* [The request]:
Rewrite the data below with every "SHOULD" replaced by "MUST" and everything else left unchanged, omitting the pictures.

* [Stored records]:
════════════════════

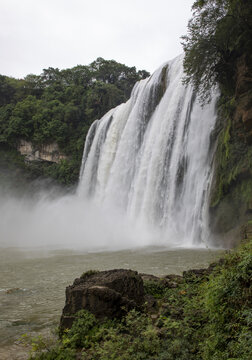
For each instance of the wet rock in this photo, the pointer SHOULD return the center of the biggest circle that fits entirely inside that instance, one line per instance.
(106, 294)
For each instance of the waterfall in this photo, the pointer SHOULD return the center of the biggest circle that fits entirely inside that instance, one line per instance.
(150, 159)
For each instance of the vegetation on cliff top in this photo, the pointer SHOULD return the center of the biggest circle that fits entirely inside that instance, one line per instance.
(218, 52)
(60, 105)
(219, 32)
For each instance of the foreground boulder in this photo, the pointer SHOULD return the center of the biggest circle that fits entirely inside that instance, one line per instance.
(106, 294)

════════════════════

* [Result]:
For each instance of the wet rock in this photo, the pointer MUST return the center of the biggest circle that fits entirely inside that instance, one line per instance.
(106, 294)
For each instance of the waterfall in this photo, the pointer MUST return the center of the biggest circle that fits entirely inside that instance, one line per instance.
(150, 159)
For each instance of the vegetation on cliff top in this photo, the pointer MUST return the center of the biggest circle that fits entirely inside that instance, one line per instance.
(218, 52)
(60, 105)
(219, 32)
For each instance of the foreground boulder in this photo, the pointer MUST return the center of the biggest circle that fits entirely inside that instance, one line per instance.
(106, 294)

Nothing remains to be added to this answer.